=== Texto de origen ===

= = = = =

Arnoldo Kraus
Los días y el sida

El uno de diciembre ha sido ocupado: le corresponde a las hojas del calendario recordarnos la existencia del sida. La cuestión, molesta e insoslayable, es definir si ese día quedará o no ocupado indefectiblemente por la pandemia más temida de las últimas décadas. Sin entrar en conjeturas innecesarias, la respuesta es afirmativa: San Eligio compartirá los almanaques para siempre con la enfermedad. El primero ha sido inmortalizado por distingos divinos; la segunda, sacralizada y desacralizada por conciencias laceradas y políticas de salud mundiales entre miopes y ciegas. No siempre es bueno ocupar un rincón en los calendarios; son demasiados los ejemplos provenientes de las culpas, las deudas, las tristezas. El ``Año de la Tolerancia'', el ``Año de la Mujer'', el ``Día Internacional de la Violencia Contra la Mujer'', el ``Día del Niño Maltratado'', son tan sólo algunos ejemplos. Ahora hay que agregar, cada uno de diciembre, la Jornada Mundial de Lucha Contra el Sida.

El papel protagónico y paradójico del sida, sin duda en número de pacientes menos frecuente que otras enfermedades igualmente mortales tales como la desnutrición o las diarreas de origen infeccioso, obtuvo su candelarización debido a que compendia intolerancia, estigmatización, homofobia y otra larga serie de sinsabores. Hay que recordar, para confirmar el carácter altamente social del sida, que a pesar de que en los males de la pobreza el papel de las desigualdades comunitarias es igualmente palpable, las dismetrías ``de valor'' entre éstas y el sida, es grande. La diferencia es que las patologías de la pobreza son creadas por la sociedad --repartición inequitativa de la riqueza--, la religión las perpetúa --Dios desea que nos reproduzcamos ad infinitum sin importar cuántos millones de niños fallezcan de hambre-- y los gobiernos son cómplices favorecidos --la desigualdad mantiene la hegemonía y perpetúa el poder de ``los mismos''. En cambio, en relación a la viremia, la sociedad se hace cómplice --hay subgrupos comunitarios que enfermaron por vivir en ``otros'' entornos: homosexuales, drogadictos, hemofílicos--, la religión lo celebra --un virus consiguió lo que siglos de mandatos divinos no lograron-- y, los gobiernos, ricos y pobres, declaran su ineptitud: no hay medios suficientes para tratar a ``todos'' los seres que padecen la enfermedad.

= = = = =

=== Datos proporcionados ===
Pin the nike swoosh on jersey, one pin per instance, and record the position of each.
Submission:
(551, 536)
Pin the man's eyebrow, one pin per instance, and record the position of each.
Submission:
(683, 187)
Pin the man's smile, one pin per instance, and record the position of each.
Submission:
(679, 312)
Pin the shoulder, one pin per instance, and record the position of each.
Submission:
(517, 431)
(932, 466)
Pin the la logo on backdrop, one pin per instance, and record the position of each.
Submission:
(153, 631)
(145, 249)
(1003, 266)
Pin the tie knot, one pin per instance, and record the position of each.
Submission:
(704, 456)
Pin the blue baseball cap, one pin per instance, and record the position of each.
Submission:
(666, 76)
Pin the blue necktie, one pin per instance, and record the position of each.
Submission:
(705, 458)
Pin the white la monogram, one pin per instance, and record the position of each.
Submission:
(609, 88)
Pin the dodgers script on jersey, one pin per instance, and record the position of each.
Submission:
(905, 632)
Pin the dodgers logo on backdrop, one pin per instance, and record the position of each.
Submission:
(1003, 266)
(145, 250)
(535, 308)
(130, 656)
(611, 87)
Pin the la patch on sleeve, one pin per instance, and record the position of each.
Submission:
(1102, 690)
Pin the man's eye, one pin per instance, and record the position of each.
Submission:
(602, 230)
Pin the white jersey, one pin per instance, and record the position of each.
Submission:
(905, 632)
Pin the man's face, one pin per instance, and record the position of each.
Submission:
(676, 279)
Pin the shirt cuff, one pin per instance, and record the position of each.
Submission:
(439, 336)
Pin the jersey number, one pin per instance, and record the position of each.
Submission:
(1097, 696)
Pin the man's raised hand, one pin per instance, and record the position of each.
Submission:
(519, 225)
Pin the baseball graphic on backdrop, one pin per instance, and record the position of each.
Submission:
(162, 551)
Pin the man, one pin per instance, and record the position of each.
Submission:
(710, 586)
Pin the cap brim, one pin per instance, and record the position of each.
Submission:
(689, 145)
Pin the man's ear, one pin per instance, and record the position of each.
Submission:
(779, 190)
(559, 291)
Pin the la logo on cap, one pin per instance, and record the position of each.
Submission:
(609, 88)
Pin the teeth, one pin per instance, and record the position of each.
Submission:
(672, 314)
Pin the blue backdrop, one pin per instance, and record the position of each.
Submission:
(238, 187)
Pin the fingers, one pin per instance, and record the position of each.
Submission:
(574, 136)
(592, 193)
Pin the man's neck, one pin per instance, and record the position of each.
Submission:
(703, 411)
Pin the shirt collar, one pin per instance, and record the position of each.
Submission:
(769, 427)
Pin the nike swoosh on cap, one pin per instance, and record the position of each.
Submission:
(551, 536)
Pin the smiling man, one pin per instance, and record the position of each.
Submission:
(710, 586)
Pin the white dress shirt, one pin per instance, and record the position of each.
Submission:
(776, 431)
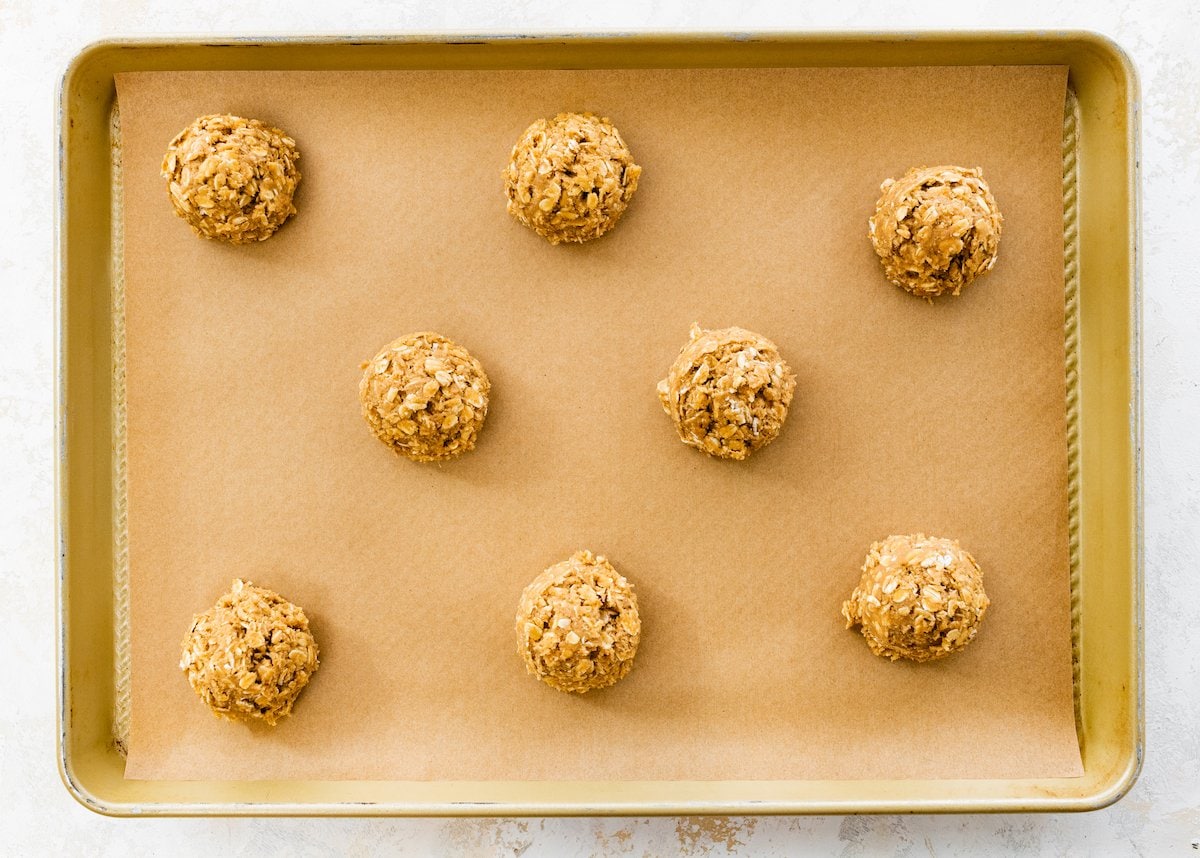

= = = = =

=== Problema a resolver ===
Según el texto sobre el sida, ¿por qué esta enfermedad obtuvo un día en el calendario, aunque tiene menos pacientes que la desnutrición o las diarreas infecciosas? Responde en una a tres oraciones. Responde basándote únicamente en el texto.

=== Respuesta final ===
El sida obtuvo su lugar en el calendario porque reúne intolerancia, estigmatización, homofobia y otra larga serie de sinsabores. Por eso tiene un papel protagónico, aunque en número de pacientes es menos frecuente que otras enfermedades igualmente mortales, como la desnutrición o las diarreas de origen infeccioso.